Your output should be the line that contains "the window in the picture above?" and all lines after it in the records, retyped exactly through the last one.

-------------------------

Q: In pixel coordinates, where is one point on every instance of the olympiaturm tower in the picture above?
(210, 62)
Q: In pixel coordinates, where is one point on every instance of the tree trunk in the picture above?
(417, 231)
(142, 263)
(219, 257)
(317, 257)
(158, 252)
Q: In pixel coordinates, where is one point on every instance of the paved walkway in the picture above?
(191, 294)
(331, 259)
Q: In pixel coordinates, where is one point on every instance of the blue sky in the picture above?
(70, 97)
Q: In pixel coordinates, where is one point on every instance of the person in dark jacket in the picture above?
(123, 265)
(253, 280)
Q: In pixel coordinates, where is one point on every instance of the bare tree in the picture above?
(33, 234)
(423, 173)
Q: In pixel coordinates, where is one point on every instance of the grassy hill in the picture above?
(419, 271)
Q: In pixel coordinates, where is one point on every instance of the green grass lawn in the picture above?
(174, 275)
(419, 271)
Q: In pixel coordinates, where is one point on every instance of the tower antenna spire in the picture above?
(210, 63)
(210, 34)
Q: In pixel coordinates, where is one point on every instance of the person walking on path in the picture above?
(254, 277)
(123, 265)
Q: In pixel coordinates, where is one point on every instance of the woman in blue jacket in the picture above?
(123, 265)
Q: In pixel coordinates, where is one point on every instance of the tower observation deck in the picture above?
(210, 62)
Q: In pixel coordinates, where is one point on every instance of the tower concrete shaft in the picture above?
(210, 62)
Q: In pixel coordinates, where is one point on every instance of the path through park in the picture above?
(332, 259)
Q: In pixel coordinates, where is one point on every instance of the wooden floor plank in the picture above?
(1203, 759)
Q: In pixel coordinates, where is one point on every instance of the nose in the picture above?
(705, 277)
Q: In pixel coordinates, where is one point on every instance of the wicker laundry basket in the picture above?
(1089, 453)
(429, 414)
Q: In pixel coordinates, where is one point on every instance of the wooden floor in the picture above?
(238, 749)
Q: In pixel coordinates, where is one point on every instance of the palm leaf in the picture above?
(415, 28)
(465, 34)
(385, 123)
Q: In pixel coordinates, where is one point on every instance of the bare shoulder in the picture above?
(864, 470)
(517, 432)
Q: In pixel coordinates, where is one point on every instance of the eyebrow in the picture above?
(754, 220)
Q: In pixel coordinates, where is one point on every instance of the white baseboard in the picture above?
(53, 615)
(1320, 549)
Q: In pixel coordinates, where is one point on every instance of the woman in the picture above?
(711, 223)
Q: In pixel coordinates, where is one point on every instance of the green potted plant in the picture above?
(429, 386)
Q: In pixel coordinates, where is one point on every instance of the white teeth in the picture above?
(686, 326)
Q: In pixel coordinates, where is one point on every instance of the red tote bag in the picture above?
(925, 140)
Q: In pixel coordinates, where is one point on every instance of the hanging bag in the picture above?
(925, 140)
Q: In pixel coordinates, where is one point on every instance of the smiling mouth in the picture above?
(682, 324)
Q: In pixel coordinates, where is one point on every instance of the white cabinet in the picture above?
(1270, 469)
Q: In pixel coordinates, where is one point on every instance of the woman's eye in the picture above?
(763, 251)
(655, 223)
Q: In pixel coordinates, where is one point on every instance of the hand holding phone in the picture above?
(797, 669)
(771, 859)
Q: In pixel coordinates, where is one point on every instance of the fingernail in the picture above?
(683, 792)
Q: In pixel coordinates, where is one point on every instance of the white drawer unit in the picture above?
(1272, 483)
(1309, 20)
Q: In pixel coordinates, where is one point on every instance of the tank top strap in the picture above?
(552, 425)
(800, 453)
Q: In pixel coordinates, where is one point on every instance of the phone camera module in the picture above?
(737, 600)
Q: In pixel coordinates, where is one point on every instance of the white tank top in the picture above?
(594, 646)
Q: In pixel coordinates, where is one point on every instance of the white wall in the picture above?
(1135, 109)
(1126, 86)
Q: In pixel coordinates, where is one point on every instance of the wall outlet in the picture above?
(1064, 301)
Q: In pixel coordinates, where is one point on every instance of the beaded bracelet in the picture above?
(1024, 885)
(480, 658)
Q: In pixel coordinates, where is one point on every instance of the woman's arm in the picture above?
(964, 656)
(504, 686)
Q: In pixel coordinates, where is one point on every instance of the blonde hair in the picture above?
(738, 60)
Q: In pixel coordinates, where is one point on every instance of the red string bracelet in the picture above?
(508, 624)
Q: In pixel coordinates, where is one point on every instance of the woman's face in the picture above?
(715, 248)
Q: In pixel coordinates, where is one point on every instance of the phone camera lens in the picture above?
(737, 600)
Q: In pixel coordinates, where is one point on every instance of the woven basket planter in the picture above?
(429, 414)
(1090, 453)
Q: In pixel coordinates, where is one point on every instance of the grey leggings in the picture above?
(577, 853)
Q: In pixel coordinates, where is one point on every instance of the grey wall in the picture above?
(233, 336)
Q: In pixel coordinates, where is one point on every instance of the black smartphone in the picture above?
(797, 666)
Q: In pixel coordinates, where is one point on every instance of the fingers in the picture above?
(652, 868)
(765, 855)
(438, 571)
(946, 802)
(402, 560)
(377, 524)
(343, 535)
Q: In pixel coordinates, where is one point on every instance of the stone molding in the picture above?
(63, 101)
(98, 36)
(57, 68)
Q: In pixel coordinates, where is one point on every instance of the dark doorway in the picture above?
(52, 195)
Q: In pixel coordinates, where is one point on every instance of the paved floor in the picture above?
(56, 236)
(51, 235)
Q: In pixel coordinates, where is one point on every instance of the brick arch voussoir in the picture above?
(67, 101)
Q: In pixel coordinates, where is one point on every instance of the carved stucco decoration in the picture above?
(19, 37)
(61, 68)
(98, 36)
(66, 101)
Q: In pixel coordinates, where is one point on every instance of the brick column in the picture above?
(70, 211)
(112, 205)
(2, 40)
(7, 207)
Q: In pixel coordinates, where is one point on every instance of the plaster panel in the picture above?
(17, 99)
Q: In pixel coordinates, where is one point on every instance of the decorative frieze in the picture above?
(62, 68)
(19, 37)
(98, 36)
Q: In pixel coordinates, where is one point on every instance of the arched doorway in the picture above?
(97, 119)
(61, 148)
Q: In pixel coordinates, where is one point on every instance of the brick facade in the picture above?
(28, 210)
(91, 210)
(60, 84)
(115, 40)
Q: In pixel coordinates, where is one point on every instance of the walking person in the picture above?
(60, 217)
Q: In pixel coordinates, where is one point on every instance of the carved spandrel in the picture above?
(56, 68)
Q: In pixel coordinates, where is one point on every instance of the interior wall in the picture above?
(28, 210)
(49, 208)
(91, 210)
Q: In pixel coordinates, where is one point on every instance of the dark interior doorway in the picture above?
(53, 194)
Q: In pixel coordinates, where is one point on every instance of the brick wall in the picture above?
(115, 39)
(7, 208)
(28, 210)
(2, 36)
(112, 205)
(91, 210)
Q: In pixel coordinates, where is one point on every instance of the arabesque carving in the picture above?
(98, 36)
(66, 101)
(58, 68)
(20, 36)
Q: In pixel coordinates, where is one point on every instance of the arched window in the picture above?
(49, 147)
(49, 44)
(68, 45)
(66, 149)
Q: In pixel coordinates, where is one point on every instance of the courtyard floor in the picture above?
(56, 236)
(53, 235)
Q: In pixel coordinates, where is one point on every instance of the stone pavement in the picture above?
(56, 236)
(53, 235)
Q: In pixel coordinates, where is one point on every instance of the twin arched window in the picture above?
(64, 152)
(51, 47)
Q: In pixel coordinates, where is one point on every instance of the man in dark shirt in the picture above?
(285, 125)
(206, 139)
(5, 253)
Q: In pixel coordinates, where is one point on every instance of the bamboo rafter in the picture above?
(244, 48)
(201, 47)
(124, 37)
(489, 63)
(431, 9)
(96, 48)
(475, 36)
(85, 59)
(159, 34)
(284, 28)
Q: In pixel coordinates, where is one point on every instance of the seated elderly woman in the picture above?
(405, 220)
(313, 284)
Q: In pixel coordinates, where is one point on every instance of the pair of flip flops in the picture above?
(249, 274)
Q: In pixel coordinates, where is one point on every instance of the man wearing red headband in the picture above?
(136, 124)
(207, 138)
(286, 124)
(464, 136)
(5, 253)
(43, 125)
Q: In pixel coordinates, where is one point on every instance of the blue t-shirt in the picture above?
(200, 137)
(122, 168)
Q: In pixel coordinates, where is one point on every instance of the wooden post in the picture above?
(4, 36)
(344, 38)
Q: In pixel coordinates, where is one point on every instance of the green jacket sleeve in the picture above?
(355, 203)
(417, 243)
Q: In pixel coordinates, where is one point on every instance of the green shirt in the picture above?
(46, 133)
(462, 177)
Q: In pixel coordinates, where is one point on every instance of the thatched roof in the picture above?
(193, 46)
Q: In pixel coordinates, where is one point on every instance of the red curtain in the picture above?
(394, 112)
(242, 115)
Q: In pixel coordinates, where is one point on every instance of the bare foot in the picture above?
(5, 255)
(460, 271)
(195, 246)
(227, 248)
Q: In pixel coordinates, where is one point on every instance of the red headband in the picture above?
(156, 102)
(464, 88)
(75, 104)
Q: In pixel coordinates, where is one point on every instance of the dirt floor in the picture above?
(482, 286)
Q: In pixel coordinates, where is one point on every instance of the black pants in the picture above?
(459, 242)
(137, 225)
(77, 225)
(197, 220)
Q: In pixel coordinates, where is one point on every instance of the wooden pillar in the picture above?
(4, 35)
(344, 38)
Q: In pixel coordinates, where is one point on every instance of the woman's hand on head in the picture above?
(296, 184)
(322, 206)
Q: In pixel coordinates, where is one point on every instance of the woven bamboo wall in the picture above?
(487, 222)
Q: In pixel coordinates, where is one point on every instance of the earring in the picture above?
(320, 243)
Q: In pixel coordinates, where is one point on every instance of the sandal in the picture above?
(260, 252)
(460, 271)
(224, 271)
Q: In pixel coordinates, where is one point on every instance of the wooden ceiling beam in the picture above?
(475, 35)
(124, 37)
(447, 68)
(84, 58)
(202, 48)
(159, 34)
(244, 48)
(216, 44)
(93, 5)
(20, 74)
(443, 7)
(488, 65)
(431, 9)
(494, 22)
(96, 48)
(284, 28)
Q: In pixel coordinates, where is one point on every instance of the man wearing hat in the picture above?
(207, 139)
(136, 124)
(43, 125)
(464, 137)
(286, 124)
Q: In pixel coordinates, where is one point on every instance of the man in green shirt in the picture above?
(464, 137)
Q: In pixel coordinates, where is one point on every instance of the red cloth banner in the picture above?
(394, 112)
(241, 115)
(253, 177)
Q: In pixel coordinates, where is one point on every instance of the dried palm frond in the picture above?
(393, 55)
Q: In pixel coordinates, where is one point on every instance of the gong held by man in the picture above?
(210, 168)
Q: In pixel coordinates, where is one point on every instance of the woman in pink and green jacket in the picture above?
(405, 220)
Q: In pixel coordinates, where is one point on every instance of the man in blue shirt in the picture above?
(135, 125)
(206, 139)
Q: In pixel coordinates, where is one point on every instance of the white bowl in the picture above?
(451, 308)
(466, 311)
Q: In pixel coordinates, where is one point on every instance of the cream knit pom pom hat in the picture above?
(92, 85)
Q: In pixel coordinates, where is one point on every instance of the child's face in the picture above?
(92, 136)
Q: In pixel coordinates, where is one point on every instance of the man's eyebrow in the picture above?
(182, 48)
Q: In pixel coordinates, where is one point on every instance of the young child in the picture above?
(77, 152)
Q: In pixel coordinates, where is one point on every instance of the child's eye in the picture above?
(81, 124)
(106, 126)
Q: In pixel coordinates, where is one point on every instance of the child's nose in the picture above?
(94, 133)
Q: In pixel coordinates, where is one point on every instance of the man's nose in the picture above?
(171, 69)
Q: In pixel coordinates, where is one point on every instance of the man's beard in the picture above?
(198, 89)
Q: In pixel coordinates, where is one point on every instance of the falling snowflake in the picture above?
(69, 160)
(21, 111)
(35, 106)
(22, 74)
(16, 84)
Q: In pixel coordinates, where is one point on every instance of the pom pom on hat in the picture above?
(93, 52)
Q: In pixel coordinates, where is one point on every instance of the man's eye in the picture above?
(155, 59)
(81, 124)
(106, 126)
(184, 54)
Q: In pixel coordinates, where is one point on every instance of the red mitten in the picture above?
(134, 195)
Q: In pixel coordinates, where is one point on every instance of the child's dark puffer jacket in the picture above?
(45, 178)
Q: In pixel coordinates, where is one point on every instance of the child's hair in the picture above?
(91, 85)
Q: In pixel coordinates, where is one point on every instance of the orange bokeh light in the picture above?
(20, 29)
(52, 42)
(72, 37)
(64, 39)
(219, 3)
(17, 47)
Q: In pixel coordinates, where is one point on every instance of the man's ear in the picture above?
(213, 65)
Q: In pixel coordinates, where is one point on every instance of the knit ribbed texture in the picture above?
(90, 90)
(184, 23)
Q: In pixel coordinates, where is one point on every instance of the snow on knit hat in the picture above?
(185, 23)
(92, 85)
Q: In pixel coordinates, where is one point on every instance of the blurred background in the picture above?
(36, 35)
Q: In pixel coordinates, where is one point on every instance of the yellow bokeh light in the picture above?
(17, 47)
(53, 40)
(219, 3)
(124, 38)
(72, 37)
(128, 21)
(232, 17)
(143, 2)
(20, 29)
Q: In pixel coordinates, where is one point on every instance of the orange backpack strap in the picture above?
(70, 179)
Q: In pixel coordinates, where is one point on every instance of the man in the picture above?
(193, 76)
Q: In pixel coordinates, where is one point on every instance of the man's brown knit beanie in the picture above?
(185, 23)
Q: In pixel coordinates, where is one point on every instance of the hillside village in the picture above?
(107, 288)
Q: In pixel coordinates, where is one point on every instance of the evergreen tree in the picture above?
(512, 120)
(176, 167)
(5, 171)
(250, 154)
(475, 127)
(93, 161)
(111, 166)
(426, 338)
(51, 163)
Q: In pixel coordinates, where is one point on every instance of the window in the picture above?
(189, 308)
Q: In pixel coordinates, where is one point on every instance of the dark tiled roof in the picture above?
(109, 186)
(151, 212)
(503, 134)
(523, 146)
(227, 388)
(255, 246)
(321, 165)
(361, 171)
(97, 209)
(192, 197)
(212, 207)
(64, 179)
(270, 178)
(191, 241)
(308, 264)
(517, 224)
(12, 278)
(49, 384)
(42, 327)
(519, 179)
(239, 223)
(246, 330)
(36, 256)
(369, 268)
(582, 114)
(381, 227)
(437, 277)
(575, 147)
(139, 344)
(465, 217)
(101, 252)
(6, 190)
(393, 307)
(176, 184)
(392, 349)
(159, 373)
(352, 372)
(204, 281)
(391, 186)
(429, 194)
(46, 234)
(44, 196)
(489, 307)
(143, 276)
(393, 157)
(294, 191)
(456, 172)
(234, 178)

-------------------------

Result below:
Q: In pixel coordinates, where is one point on every instance of the window in the picture above?
(189, 308)
Q: In pixel coordinates, where is one point on every instance of the dark tiled roof in the picture above?
(109, 186)
(151, 212)
(503, 134)
(523, 146)
(227, 388)
(255, 246)
(321, 165)
(361, 171)
(97, 209)
(192, 197)
(212, 207)
(64, 179)
(270, 178)
(191, 241)
(308, 264)
(517, 224)
(12, 278)
(49, 384)
(42, 327)
(519, 179)
(239, 223)
(246, 330)
(36, 256)
(369, 268)
(582, 114)
(381, 227)
(437, 277)
(575, 147)
(139, 344)
(465, 217)
(101, 252)
(6, 190)
(393, 307)
(176, 184)
(392, 349)
(159, 373)
(352, 372)
(204, 281)
(391, 186)
(429, 194)
(46, 234)
(44, 196)
(489, 307)
(143, 276)
(393, 157)
(294, 191)
(456, 172)
(234, 178)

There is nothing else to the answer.